Entries provided:
------------------------------------------------------------

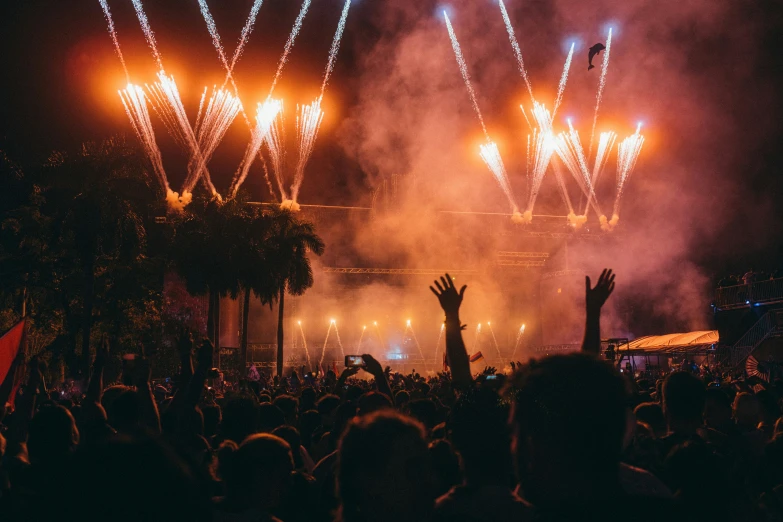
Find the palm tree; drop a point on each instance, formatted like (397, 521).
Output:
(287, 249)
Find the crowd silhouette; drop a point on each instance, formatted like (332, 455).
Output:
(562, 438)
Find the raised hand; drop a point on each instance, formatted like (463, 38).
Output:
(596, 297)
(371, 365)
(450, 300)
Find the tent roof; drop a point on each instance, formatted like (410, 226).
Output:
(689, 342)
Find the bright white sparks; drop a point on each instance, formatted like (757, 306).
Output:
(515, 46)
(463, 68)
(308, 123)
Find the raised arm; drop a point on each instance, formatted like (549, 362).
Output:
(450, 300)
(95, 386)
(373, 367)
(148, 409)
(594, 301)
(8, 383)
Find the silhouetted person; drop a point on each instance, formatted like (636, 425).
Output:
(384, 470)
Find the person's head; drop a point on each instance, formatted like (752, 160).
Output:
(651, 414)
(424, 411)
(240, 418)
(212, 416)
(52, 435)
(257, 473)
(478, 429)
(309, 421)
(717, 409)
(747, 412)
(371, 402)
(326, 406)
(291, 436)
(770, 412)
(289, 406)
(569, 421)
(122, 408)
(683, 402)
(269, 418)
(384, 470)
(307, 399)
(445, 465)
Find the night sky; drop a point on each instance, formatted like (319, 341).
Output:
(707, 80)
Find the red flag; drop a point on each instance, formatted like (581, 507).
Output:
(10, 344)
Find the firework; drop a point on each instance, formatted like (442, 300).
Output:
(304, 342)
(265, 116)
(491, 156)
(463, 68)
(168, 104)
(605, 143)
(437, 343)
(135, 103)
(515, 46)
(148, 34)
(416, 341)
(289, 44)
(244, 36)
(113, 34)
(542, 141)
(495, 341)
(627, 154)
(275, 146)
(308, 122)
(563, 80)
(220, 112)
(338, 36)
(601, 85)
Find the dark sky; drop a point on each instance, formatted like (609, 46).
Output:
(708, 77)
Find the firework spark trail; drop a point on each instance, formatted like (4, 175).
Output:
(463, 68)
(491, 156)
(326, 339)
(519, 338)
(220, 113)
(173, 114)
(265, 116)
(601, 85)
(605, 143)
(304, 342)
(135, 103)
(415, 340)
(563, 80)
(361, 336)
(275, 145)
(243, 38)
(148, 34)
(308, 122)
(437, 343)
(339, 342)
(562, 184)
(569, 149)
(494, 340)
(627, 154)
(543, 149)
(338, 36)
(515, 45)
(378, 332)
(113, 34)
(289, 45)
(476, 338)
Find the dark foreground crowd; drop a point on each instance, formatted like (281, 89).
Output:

------------------------------------------------------------

What to do:
Where a line of the entries contains the word "person", copy that line.

Exercise response:
Find the silhouetted person; drop a point on each instance, formatted like (636, 425).
Find the person's head; drop a point on each instance, formatted like (752, 160).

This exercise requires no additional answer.